▶ _YOUR GOAL_
Present every line of the records below as a Markdown table with the columns Row and Line, numbering each row and omitting blank lines. Leave the pictures out of the answer.

(Coordinate annotation records)
*****

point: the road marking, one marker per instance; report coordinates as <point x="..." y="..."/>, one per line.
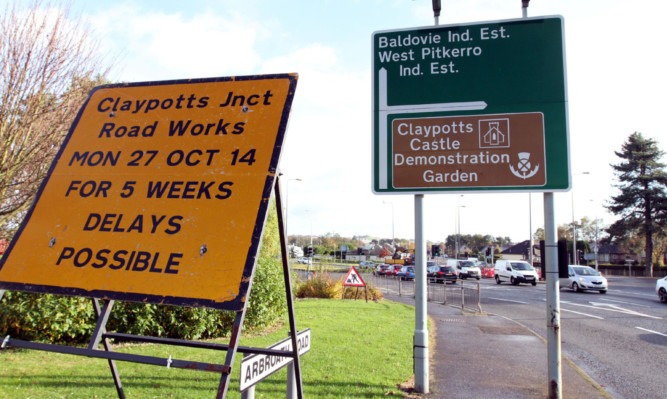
<point x="508" y="300"/>
<point x="583" y="314"/>
<point x="612" y="308"/>
<point x="651" y="331"/>
<point x="629" y="303"/>
<point x="633" y="293"/>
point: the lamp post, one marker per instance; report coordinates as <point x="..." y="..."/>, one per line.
<point x="393" y="237"/>
<point x="287" y="207"/>
<point x="597" y="238"/>
<point x="574" y="226"/>
<point x="458" y="225"/>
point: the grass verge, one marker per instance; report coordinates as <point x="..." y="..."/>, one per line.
<point x="358" y="350"/>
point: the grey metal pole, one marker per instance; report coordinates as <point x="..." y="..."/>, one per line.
<point x="291" y="382"/>
<point x="553" y="300"/>
<point x="420" y="343"/>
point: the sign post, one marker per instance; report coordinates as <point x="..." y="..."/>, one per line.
<point x="478" y="107"/>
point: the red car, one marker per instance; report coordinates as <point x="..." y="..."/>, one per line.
<point x="384" y="269"/>
<point x="393" y="269"/>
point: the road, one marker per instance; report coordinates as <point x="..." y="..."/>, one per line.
<point x="618" y="338"/>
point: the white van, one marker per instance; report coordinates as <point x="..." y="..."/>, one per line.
<point x="515" y="272"/>
<point x="466" y="268"/>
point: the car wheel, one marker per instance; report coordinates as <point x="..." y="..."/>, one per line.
<point x="663" y="295"/>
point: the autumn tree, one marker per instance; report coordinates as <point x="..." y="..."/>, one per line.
<point x="642" y="200"/>
<point x="48" y="64"/>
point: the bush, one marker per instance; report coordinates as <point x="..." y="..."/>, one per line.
<point x="323" y="286"/>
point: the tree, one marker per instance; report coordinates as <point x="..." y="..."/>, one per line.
<point x="642" y="201"/>
<point x="48" y="64"/>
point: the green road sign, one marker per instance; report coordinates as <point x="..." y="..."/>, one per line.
<point x="476" y="107"/>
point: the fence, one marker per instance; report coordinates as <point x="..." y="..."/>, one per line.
<point x="464" y="295"/>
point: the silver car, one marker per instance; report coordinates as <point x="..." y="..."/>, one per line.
<point x="582" y="278"/>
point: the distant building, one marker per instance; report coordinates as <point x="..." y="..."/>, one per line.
<point x="519" y="251"/>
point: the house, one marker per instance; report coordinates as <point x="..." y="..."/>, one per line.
<point x="518" y="251"/>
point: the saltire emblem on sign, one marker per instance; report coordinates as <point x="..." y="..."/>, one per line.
<point x="353" y="278"/>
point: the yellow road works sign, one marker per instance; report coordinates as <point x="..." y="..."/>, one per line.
<point x="159" y="194"/>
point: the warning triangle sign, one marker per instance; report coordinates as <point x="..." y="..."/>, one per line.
<point x="354" y="279"/>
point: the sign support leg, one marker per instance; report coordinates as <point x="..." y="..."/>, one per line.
<point x="102" y="318"/>
<point x="420" y="345"/>
<point x="288" y="290"/>
<point x="231" y="353"/>
<point x="553" y="300"/>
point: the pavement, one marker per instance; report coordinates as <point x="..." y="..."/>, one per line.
<point x="489" y="356"/>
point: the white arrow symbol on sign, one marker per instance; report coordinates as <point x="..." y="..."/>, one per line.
<point x="385" y="110"/>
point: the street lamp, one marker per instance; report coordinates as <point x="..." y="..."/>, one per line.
<point x="574" y="226"/>
<point x="597" y="238"/>
<point x="458" y="226"/>
<point x="287" y="207"/>
<point x="393" y="237"/>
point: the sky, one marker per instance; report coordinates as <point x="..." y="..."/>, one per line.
<point x="615" y="84"/>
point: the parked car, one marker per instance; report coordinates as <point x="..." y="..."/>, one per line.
<point x="393" y="270"/>
<point x="442" y="274"/>
<point x="582" y="278"/>
<point x="366" y="264"/>
<point x="383" y="270"/>
<point x="406" y="273"/>
<point x="661" y="289"/>
<point x="515" y="272"/>
<point x="465" y="268"/>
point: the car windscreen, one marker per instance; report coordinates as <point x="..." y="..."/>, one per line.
<point x="521" y="266"/>
<point x="586" y="271"/>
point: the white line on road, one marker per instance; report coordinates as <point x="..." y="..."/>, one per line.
<point x="583" y="314"/>
<point x="508" y="300"/>
<point x="634" y="293"/>
<point x="651" y="331"/>
<point x="629" y="303"/>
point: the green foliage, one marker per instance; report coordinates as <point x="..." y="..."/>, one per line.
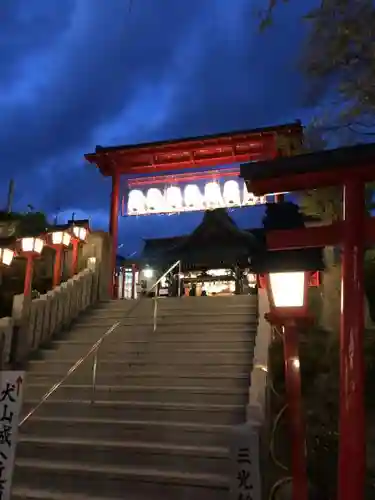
<point x="339" y="60"/>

*****

▶ _EXERCISE OUTPUT_
| Row | Line |
|---|---|
| 1 | point: the road marking, one marker per instance; report coordinates as <point x="..." y="..."/>, one per line. |
| 2 | <point x="508" y="300"/> |
| 3 | <point x="583" y="314"/> |
| 4 | <point x="612" y="308"/> |
| 5 | <point x="651" y="331"/> |
| 6 | <point x="629" y="303"/> |
| 7 | <point x="633" y="293"/> |
| 8 | point: the lamp post, one marker per instance; report coordinates as <point x="..." y="..."/>, one per line. |
| 9 | <point x="393" y="237"/> |
| 10 | <point x="287" y="207"/> |
| 11 | <point x="597" y="238"/> |
| 12 | <point x="574" y="226"/> |
| 13 | <point x="458" y="225"/> |
| 14 | point: the grass verge, one marker per instance; report coordinates as <point x="..." y="..."/>, one per line. |
| 15 | <point x="358" y="350"/> |
| 16 | point: the grey metal pole, one marker per instance; report coordinates as <point x="..." y="..."/>, one per line. |
| 17 | <point x="291" y="382"/> |
| 18 | <point x="553" y="300"/> |
| 19 | <point x="420" y="343"/> |
| 20 | point: the sign post, one marker per instance; report coordinates as <point x="..." y="..."/>, one per line. |
| 21 | <point x="478" y="107"/> |
| 22 | point: the red car, one marker per instance; report coordinates as <point x="..." y="..."/>, one per line. |
| 23 | <point x="384" y="269"/> |
| 24 | <point x="393" y="269"/> |
| 25 | point: the road, one marker per instance; report coordinates as <point x="..." y="..."/>, one per line. |
| 26 | <point x="618" y="338"/> |
| 27 | point: the white van, one marker per instance; report coordinates as <point x="..." y="..."/>, one per line. |
| 28 | <point x="515" y="272"/> |
| 29 | <point x="466" y="268"/> |
| 30 | point: the car wheel, one marker per instance; report coordinates as <point x="..." y="..."/>, one per line. |
| 31 | <point x="663" y="295"/> |
| 32 | point: the autumn tree, one marker per instance; report coordinates as <point x="..." y="..."/>, one per line. |
| 33 | <point x="642" y="200"/> |
| 34 | <point x="48" y="64"/> |
| 35 | point: the bush, one marker per instance; report coordinates as <point x="..." y="..."/>, one per line. |
| 36 | <point x="323" y="286"/> |
| 37 | point: the tree, one marker per instance; report coordinates as <point x="..." y="..."/>, one per line. |
| 38 | <point x="642" y="201"/> |
| 39 | <point x="48" y="64"/> |
| 40 | point: the green road sign, one marker per instance; report coordinates as <point x="..." y="..."/>, one per line. |
| 41 | <point x="476" y="107"/> |
| 42 | point: the fence, one marker per instance; report coordinates as <point x="..." y="..."/>, one per line. |
| 43 | <point x="464" y="295"/> |
| 44 | point: the silver car, one marker per instance; report coordinates as <point x="..." y="..."/>, one per line. |
| 45 | <point x="582" y="278"/> |
| 46 | point: the distant building, one marker per instance; report coordinates as <point x="..." y="..."/>, one per line. |
| 47 | <point x="519" y="251"/> |
| 48 | point: the house, one marker per instance; report coordinates as <point x="..." y="..."/>, one per line. |
| 49 | <point x="518" y="251"/> |
| 50 | point: the saltire emblem on sign, one marker per instance; report coordinates as <point x="..." y="..."/>, one per line. |
| 51 | <point x="353" y="278"/> |
| 52 | point: the yellow road works sign, one marker per instance; report coordinates as <point x="..." y="..."/>, one per line. |
| 53 | <point x="159" y="194"/> |
| 54 | point: the warning triangle sign, one marker per instance; report coordinates as <point x="..." y="..."/>, one per line. |
| 55 | <point x="354" y="279"/> |
| 56 | point: the sign support leg, one marker per instance; report coordinates as <point x="..." y="..."/>, one per line. |
| 57 | <point x="102" y="318"/> |
| 58 | <point x="420" y="345"/> |
| 59 | <point x="288" y="290"/> |
| 60 | <point x="231" y="353"/> |
| 61 | <point x="553" y="300"/> |
| 62 | point: the pavement, one marker per instance; report coordinates as <point x="..." y="..."/>, one per line. |
| 63 | <point x="489" y="356"/> |
| 64 | point: the white arrow symbol on sign, one marker per instance; report coordinates as <point x="..." y="..."/>, one per line. |
| 65 | <point x="385" y="110"/> |
| 66 | point: the street lamp, one marker per instance; report coordinates as <point x="..." y="..."/>, one per line. |
| 67 | <point x="574" y="226"/> |
| 68 | <point x="597" y="238"/> |
| 69 | <point x="458" y="226"/> |
| 70 | <point x="287" y="207"/> |
| 71 | <point x="393" y="237"/> |
| 72 | point: the sky, one marker per instance; report coordinates as <point x="..." y="..."/>, one per line. |
| 73 | <point x="615" y="84"/> |
| 74 | point: the parked car, one marker per instance; report coordinates as <point x="..." y="..."/>, one per line. |
| 75 | <point x="393" y="270"/> |
| 76 | <point x="442" y="274"/> |
| 77 | <point x="582" y="278"/> |
| 78 | <point x="366" y="264"/> |
| 79 | <point x="383" y="270"/> |
| 80 | <point x="406" y="273"/> |
| 81 | <point x="661" y="289"/> |
| 82 | <point x="515" y="272"/> |
| 83 | <point x="465" y="268"/> |
| 84 | point: the car windscreen, one marker per instance; report coordinates as <point x="..." y="..."/>, one per line. |
| 85 | <point x="521" y="266"/> |
| 86 | <point x="586" y="271"/> |
| 87 | point: the white line on road, one marker per instance; report coordinates as <point x="..." y="..."/>, one per line. |
| 88 | <point x="583" y="314"/> |
| 89 | <point x="508" y="300"/> |
| 90 | <point x="634" y="293"/> |
| 91 | <point x="651" y="331"/> |
| 92 | <point x="629" y="303"/> |
| 93 | point: the green foliage, one marker per instance; report coordinates as <point x="..." y="..."/>, one per line. |
| 94 | <point x="339" y="60"/> |